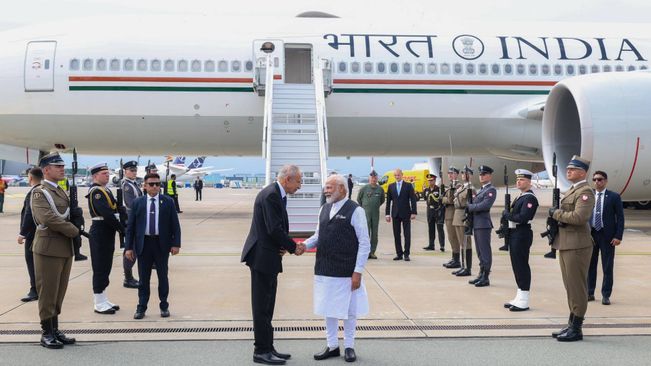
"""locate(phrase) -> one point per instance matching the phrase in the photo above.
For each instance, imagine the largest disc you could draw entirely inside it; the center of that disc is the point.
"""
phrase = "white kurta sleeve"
(361, 230)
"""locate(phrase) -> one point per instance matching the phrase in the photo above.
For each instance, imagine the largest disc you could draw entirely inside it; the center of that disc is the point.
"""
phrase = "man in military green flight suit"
(371, 197)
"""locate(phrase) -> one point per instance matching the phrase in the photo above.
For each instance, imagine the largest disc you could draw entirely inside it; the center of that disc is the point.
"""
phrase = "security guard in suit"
(53, 248)
(448, 205)
(435, 213)
(521, 213)
(106, 222)
(465, 241)
(574, 245)
(371, 197)
(482, 225)
(130, 191)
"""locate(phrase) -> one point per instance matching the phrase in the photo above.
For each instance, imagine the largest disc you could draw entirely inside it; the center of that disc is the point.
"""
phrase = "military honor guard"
(53, 248)
(106, 222)
(521, 213)
(448, 203)
(131, 191)
(343, 246)
(370, 198)
(574, 245)
(435, 213)
(483, 225)
(465, 241)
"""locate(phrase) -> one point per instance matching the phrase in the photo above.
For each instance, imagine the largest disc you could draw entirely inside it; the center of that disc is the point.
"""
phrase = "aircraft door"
(39, 66)
(275, 47)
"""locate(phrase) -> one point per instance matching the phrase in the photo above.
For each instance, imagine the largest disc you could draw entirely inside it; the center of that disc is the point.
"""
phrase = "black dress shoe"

Short exercise ->
Switch each "disc" in the rows above to "circle" and reproduce them with everything else unchanged. Leave the pictures out.

The reply ->
"""locate(phrase) -> one point per instance matching the phrase in the photo above.
For each instance, imagine the largest circle you could draw entirely inside it; the center of that circle is the point.
"""
phrase = "white kurta sleeve"
(361, 230)
"""locate(phrase) -> one point per instance matching the phrase in the photo above.
For each instance, imagine the largest circle you could draw entirely inside it; the center of that circle is the point.
"""
phrase = "man in military green flight suit"
(371, 197)
"""locate(phrase) -> one point per instance matching the phrase in the photo above.
For each instance, imagine the largest circle you could draw entirely inside it; the center of that circle is the point.
"""
phrase = "security guard in suit"
(53, 248)
(448, 205)
(435, 213)
(521, 213)
(106, 222)
(465, 241)
(574, 245)
(371, 197)
(482, 225)
(130, 191)
"""locate(phrase) -> one point per instance matching the phrase in the photo above.
For each instance, imagine the largest circle you could draw entirely inside it; the center of that circle is the point.
"""
phrase = "military honor guard"
(53, 248)
(106, 222)
(521, 213)
(448, 203)
(131, 191)
(343, 246)
(370, 198)
(574, 245)
(435, 213)
(483, 225)
(465, 241)
"""locate(phrase) -> one point per instance matching the phrase in the photo above.
For each instance, imagine the largest circle you could draw entirely inside it; the center of that circle is the point.
"""
phrase = "aircraft door"
(39, 66)
(275, 47)
"""locate(phrase) -> one point per instance matching the phrase in the photo above.
For each instance, imagine the largest circle you could draw entirely inside it; the center of that circle is the point.
"""
phrase = "black dress shoe"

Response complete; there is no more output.